Required task: Copy out every one of the items below word for word, omitting the pictures.

***** Input

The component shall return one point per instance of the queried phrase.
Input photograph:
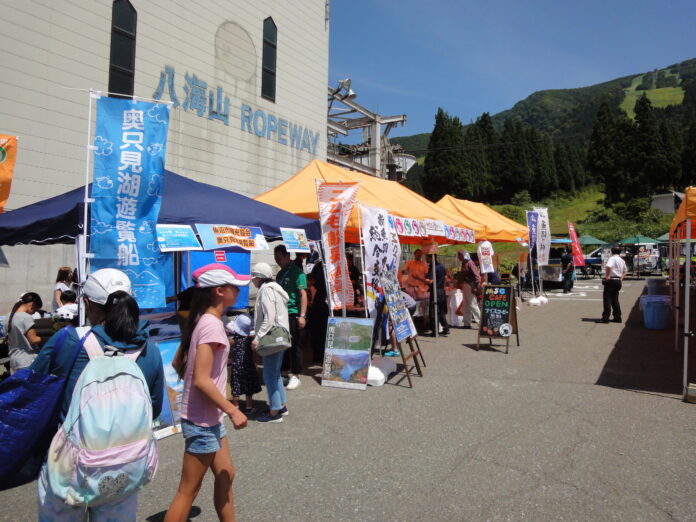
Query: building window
(270, 51)
(124, 20)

**********

Written response:
The component shall return one point per instance of the queried phrase.
Input photograph:
Query: building window
(270, 51)
(124, 20)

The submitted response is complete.